» Exercise directions
In the records below, locate the line containing "Q: Provide one point on every instance of the pink smoothie", then extract it and all following lines exactly, ending with the last line.

## begin Records for the task

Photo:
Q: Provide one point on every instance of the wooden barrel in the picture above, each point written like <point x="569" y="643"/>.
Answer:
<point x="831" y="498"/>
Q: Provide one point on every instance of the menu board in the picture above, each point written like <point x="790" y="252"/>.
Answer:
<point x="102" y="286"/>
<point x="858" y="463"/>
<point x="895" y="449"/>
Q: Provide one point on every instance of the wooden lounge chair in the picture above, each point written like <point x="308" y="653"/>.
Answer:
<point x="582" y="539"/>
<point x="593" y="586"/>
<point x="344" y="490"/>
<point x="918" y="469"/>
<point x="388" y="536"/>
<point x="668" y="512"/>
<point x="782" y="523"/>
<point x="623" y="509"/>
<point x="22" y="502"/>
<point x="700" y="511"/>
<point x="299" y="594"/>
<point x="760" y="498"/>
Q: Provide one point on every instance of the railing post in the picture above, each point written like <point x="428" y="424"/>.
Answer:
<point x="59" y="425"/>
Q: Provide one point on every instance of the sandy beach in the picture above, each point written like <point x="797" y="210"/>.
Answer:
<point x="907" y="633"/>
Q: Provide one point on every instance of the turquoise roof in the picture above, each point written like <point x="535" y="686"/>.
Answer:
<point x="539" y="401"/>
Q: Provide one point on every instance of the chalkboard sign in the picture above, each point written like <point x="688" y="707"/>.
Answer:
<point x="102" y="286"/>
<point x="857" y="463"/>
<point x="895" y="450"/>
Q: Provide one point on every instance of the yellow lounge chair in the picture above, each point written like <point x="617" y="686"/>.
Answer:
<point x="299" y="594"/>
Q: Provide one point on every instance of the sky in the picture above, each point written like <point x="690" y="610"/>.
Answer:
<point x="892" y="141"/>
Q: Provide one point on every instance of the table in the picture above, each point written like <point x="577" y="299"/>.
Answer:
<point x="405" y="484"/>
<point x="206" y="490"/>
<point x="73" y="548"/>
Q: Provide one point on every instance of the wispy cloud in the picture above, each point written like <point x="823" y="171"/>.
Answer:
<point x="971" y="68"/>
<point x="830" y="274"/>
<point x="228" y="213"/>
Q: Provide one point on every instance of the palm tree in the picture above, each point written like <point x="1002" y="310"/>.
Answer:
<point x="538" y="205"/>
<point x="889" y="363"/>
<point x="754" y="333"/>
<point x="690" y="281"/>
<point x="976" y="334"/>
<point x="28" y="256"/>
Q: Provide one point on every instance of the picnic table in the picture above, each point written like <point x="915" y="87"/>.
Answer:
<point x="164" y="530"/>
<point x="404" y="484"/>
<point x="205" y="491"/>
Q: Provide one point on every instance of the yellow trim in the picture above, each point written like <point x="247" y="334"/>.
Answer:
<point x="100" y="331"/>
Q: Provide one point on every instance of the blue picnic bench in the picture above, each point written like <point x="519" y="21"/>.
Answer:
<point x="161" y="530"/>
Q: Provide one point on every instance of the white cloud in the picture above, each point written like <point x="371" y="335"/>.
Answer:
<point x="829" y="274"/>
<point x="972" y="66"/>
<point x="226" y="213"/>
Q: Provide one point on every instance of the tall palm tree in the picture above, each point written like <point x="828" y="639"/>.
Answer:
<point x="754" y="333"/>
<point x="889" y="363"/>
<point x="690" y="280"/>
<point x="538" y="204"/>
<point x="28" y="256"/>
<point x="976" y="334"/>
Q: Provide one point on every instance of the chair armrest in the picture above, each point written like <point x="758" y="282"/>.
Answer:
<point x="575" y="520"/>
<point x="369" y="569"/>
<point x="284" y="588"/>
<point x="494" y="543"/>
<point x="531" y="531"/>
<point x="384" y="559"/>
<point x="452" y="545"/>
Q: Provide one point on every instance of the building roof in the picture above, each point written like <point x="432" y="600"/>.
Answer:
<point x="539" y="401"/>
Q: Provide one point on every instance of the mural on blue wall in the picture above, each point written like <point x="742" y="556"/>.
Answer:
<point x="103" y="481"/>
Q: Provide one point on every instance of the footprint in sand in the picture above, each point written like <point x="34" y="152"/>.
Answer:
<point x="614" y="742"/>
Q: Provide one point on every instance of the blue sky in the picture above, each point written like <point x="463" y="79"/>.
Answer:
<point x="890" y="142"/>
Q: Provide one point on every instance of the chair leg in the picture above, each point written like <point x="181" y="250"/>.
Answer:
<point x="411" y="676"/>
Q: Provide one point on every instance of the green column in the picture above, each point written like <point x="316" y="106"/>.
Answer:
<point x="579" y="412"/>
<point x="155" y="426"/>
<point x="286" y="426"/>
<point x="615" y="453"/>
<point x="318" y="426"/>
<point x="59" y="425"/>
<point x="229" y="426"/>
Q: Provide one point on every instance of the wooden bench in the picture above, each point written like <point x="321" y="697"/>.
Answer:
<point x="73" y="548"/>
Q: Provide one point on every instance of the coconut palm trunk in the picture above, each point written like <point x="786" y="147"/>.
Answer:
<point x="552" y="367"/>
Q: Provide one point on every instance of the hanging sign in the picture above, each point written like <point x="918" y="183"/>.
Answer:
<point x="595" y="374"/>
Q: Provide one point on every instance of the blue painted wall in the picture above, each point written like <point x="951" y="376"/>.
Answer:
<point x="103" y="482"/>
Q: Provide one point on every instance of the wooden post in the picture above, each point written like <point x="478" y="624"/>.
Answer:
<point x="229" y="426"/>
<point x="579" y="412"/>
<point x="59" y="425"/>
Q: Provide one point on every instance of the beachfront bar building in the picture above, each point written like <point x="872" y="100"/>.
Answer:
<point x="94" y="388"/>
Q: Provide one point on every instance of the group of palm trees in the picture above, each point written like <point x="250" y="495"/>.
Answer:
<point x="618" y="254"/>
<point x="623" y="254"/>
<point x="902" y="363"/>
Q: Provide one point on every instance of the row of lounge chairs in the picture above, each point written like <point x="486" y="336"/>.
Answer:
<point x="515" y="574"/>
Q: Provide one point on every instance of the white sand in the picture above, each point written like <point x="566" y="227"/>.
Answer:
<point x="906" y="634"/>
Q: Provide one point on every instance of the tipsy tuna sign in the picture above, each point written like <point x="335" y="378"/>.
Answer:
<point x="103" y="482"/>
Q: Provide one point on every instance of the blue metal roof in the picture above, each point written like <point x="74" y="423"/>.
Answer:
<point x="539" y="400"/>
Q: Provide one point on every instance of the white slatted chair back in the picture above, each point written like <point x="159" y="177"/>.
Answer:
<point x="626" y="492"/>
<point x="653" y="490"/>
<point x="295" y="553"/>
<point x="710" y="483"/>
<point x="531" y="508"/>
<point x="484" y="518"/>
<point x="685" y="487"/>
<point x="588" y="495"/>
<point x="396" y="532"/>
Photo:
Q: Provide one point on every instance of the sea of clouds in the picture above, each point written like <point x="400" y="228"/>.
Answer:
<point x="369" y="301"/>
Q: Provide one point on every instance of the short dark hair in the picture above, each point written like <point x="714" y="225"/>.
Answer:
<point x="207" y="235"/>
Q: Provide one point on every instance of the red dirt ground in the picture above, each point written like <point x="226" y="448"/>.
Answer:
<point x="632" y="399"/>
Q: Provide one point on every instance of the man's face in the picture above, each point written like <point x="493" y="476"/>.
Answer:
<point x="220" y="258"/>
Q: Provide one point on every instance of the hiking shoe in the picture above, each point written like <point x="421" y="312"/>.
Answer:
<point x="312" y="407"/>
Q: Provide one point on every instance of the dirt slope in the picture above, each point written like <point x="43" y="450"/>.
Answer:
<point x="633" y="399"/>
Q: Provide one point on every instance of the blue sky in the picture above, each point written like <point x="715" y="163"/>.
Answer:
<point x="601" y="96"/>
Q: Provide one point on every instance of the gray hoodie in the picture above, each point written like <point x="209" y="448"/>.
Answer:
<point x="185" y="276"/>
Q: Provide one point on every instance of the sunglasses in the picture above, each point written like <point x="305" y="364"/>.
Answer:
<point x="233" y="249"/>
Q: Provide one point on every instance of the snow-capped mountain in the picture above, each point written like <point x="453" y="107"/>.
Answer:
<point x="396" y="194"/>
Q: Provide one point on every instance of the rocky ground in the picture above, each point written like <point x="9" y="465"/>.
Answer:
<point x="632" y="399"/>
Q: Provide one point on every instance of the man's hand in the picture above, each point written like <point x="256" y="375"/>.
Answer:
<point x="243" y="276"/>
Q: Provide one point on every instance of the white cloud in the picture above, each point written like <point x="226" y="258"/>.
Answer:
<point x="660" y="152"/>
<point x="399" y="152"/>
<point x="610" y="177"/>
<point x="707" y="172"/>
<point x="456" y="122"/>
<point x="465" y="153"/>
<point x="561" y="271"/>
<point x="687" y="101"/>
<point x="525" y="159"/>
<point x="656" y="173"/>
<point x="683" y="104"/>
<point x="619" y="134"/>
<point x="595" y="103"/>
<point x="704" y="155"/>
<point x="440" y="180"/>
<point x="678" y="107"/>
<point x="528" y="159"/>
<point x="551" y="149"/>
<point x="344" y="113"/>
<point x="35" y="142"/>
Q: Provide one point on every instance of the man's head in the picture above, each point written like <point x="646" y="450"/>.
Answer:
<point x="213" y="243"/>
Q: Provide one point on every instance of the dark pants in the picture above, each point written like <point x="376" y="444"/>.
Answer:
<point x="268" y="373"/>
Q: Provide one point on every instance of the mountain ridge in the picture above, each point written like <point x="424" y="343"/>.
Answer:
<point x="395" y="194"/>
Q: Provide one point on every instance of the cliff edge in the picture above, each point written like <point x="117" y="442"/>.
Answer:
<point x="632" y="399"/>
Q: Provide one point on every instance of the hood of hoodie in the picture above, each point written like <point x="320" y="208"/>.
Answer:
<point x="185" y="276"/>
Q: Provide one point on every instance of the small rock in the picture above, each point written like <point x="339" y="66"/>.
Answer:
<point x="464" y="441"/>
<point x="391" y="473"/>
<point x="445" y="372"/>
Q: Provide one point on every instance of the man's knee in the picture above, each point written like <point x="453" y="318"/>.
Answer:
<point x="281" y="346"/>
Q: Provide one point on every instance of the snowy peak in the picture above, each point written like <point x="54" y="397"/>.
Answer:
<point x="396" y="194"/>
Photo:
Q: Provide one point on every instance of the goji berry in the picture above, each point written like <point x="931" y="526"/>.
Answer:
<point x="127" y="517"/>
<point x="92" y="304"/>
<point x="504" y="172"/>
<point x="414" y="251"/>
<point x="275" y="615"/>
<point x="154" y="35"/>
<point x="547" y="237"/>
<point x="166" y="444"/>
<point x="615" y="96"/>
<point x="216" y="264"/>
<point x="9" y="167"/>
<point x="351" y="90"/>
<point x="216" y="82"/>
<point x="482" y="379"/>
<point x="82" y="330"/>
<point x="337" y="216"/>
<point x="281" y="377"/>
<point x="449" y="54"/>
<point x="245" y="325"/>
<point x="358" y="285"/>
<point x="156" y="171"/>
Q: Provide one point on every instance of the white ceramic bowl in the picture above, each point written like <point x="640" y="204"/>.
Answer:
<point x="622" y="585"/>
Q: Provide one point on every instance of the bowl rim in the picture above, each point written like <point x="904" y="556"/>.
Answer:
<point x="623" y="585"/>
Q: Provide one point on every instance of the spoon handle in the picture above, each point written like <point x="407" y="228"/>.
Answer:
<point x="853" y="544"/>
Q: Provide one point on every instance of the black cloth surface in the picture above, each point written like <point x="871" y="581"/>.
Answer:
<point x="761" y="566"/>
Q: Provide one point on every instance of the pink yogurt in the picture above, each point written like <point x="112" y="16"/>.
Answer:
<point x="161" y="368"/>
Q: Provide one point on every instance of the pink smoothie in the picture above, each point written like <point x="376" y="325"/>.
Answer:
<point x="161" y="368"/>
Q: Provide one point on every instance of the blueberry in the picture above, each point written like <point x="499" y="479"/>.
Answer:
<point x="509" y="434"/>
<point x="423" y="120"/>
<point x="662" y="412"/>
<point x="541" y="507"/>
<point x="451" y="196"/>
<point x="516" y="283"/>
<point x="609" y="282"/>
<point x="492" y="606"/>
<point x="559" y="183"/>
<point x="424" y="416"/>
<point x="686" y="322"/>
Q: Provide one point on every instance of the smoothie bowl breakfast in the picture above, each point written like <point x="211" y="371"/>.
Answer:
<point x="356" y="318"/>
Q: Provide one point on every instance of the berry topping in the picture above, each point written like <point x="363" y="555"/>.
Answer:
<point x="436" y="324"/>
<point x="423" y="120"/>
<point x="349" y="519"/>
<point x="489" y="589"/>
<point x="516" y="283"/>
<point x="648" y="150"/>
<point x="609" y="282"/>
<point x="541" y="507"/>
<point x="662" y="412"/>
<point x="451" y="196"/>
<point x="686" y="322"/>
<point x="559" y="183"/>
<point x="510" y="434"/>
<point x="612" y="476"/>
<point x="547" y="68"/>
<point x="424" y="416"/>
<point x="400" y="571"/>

## end Records for the task

» Solution for this task
Q: Provide one point on every instance of the pink smoothie in the picture above, each point written like <point x="376" y="325"/>.
Answer:
<point x="161" y="368"/>
Q: Provide one point on every instance of the blueberry in the picture above, each point written like <point x="499" y="479"/>.
Answer:
<point x="509" y="434"/>
<point x="423" y="120"/>
<point x="662" y="412"/>
<point x="541" y="507"/>
<point x="451" y="196"/>
<point x="516" y="283"/>
<point x="609" y="282"/>
<point x="492" y="606"/>
<point x="559" y="183"/>
<point x="424" y="416"/>
<point x="686" y="322"/>
Q: Provide one point on every instance of the smoothie bowl breakfast in the picture above, each point written like <point x="211" y="371"/>.
Answer:
<point x="356" y="318"/>
Q: Provide one point on every instance of the berry topping in the picture above, each point written like <point x="363" y="555"/>.
Answer:
<point x="436" y="324"/>
<point x="423" y="120"/>
<point x="349" y="519"/>
<point x="489" y="589"/>
<point x="516" y="283"/>
<point x="648" y="150"/>
<point x="609" y="282"/>
<point x="541" y="507"/>
<point x="662" y="412"/>
<point x="451" y="196"/>
<point x="686" y="322"/>
<point x="559" y="183"/>
<point x="510" y="434"/>
<point x="612" y="476"/>
<point x="547" y="68"/>
<point x="424" y="416"/>
<point x="400" y="571"/>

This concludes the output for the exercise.